**Work instruction A:**
According to the speaker bios, since what year has Dr. Igor Jurisica served as Scientific director of the World Community Grid?
**Work instruction B:**
List everything that, according to the speaker bios, Dr. Edoardo Pasolli's strain-level resolution methods enable high-precision profiling of.
**Work instruction C:**
Write out the part of the speaker bios that opens with the words "His research focuses" and closes with "discovery and oncology.", replacing "high-dimensional data" with "large-scale data".

**Text:**
□ □ □ □

Prof. Dr. Igor Jurisica
Dr. Igor Jurisica is a Senior Scientist at Schroeder Arthritis Institute and Data Science Discovery Centre for Chronic Diseases, Krembil Research Institute, UHN, and a Professor at University of Toronto, as well as an Affiliated Professor of Computational Biology at the MBZUAI School of Digital Public Health. Since 2021 he has served as Scientific director of the World Community Grid, which is a virtual supercomputer platform enabling advanced open science and open data research benefiting humanity.
His research focuses on integrative informatics and the representation, analysis and visualization of high-dimensional data to identify prognostic and predictive signatures, determine clinically relevant combination therapies, and develop accurate models of drug mechanism of action and disease-altered signaling cascades. He has been recognized among leading experts in artificial intelligence applied to drug discovery and oncology.

Dr. Edoardo Pasolli
Integrating Strain‑Level Metagenomics in Human and Food Microbiomes
Dr. Edoardo Pasolli is an Associate Professor in the Department of Agricultural Sciences at the University of Naples Federico II, Italy.
His research centers on the development and application of advanced computational and machine-learning approaches for metagenomics, with a particular focus on large-scale integrative analyses of human and food-associated microbiomes. He has contributed to improving strain-level resolution methods, enabling high-precision profiling of microbial diversity, functional potential, and transmission dynamics across hosts, environments, and ecological niches. His work supports a deeper understanding of microbiome structure, evolution, and its implications for health, nutrition, and food systems.

□ □ □ □

**Supplied entries:**
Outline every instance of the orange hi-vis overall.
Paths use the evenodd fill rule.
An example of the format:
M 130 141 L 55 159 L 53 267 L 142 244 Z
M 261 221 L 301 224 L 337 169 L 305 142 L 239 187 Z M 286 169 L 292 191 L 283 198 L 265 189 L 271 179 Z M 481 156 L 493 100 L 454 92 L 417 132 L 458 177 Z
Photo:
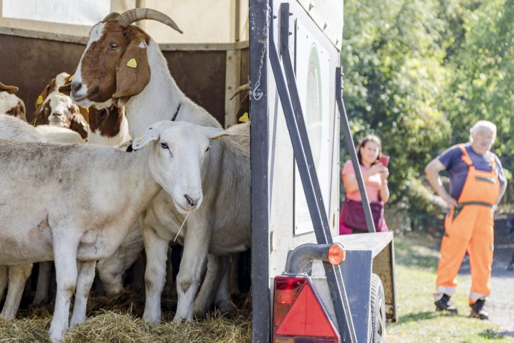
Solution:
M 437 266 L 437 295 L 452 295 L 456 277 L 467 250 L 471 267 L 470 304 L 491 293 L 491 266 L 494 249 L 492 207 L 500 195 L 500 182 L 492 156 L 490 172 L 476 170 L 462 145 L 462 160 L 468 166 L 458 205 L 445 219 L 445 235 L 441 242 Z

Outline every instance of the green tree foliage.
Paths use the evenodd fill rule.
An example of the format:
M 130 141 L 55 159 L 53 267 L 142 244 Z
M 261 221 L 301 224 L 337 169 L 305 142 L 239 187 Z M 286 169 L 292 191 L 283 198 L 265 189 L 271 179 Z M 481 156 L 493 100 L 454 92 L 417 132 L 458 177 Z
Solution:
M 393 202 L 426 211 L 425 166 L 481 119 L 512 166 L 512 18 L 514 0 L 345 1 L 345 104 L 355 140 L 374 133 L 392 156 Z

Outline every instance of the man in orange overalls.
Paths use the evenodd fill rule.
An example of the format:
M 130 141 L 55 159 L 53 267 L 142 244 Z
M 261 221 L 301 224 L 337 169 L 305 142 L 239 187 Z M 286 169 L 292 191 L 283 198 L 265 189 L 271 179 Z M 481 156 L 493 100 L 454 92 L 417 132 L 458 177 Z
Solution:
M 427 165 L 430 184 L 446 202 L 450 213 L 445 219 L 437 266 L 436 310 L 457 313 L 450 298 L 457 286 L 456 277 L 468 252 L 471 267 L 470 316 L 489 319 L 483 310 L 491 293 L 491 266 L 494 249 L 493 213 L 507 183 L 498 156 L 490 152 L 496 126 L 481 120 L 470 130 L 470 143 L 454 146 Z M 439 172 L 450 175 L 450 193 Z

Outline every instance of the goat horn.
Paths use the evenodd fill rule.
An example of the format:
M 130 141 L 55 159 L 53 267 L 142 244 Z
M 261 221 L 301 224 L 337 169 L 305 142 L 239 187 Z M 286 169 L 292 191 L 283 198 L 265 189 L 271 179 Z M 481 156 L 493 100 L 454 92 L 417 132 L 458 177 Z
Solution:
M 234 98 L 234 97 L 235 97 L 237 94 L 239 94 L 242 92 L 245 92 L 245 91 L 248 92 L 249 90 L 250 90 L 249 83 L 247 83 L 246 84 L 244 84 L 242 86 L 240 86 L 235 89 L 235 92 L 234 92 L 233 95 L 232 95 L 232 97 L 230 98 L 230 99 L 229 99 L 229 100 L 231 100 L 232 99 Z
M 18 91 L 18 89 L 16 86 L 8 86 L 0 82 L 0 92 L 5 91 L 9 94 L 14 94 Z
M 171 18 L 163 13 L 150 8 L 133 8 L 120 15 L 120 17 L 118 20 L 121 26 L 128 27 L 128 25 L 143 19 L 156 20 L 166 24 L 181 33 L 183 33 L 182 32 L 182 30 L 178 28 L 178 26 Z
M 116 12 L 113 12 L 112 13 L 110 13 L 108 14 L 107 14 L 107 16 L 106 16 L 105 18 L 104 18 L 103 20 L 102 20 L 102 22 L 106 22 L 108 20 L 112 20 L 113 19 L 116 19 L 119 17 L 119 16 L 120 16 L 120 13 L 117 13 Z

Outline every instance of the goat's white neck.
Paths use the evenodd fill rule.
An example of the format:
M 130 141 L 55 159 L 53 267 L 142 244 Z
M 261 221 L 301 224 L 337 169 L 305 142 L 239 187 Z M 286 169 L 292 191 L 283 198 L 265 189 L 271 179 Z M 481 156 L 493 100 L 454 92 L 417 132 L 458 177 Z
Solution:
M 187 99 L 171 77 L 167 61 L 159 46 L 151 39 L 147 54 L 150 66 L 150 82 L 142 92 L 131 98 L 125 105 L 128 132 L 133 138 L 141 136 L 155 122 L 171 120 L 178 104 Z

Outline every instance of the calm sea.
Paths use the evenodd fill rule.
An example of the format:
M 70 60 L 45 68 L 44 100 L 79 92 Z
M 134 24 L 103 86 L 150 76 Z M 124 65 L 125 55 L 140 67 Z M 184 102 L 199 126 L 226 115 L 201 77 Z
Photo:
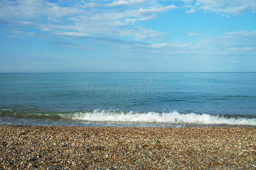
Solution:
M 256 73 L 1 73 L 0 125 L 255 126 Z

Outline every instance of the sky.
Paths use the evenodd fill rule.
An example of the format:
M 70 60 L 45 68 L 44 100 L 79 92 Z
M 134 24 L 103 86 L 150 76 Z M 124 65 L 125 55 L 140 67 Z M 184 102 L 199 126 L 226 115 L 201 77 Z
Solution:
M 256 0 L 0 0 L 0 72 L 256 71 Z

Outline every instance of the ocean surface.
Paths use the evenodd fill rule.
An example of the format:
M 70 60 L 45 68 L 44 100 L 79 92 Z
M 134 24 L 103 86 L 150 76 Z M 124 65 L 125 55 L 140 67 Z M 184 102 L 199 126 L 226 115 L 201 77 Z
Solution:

□ □ □ □

**Answer section A:**
2021

**Answer section B:**
microbial diversity, functional potential, transmission dynamics

**Answer section C:**
His research focuses on integrative informatics and the representation, analysis and visualization of large-scale data to identify prognostic and predictive signatures, determine clinically relevant combination therapies, and develop accurate models of drug mechanism of action and disease-altered signaling cascades. He has been recognized among leading experts in artificial intelligence applied to drug discovery and oncology.